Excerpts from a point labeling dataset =
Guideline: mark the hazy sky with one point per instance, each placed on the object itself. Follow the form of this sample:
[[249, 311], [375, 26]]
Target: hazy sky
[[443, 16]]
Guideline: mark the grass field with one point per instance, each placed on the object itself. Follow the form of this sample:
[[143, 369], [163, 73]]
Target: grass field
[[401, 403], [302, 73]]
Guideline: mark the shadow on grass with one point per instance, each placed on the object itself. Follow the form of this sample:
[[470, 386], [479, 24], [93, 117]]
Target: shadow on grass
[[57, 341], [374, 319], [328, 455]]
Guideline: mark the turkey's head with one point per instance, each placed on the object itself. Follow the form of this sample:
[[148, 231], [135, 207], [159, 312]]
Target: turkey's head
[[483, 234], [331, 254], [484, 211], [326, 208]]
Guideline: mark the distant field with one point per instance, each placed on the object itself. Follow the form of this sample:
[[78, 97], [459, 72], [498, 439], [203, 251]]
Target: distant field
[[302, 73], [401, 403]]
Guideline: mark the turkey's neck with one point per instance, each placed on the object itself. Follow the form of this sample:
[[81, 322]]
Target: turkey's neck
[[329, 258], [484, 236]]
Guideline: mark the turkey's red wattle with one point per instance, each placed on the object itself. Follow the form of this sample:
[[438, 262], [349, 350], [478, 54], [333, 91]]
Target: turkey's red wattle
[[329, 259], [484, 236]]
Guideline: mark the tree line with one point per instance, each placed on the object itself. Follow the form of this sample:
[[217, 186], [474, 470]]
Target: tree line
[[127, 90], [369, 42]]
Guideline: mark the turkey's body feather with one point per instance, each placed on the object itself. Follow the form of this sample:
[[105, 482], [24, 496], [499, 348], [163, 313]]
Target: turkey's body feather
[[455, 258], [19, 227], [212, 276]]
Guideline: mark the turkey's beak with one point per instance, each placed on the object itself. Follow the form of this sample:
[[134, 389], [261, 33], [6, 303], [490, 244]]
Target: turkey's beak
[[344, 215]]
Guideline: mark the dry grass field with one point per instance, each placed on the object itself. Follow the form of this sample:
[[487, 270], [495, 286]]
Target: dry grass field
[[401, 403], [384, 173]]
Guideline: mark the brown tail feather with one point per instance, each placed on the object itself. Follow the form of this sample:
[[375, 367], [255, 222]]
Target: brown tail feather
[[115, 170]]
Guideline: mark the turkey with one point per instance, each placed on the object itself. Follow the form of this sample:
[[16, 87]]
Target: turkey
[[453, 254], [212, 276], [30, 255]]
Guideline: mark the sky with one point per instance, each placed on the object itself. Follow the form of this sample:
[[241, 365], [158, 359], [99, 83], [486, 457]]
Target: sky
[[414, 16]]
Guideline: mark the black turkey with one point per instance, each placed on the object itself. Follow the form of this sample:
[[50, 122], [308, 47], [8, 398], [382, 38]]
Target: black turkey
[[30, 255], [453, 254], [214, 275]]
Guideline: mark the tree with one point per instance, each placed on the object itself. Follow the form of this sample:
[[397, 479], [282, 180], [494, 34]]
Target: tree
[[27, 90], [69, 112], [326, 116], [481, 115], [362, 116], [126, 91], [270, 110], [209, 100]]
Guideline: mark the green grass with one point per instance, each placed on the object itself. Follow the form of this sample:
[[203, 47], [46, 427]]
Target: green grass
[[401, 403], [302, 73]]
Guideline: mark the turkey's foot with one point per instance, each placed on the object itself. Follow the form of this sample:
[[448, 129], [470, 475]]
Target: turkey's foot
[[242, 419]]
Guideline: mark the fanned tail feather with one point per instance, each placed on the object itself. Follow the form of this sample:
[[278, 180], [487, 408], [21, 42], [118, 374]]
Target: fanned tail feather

DIRECTIVE = Quote everything in the rows above from the line containing "Guideline: mark the turkey's neck" down to the line containing "[[329, 258], [484, 236]]", keeping both of those lines.

FINAL ANSWER =
Guideline: mark the turkey's neck with one point per instance, each placed on the object itself. Follow the form of this sample:
[[81, 322]]
Target: turkey's neck
[[329, 258], [484, 236]]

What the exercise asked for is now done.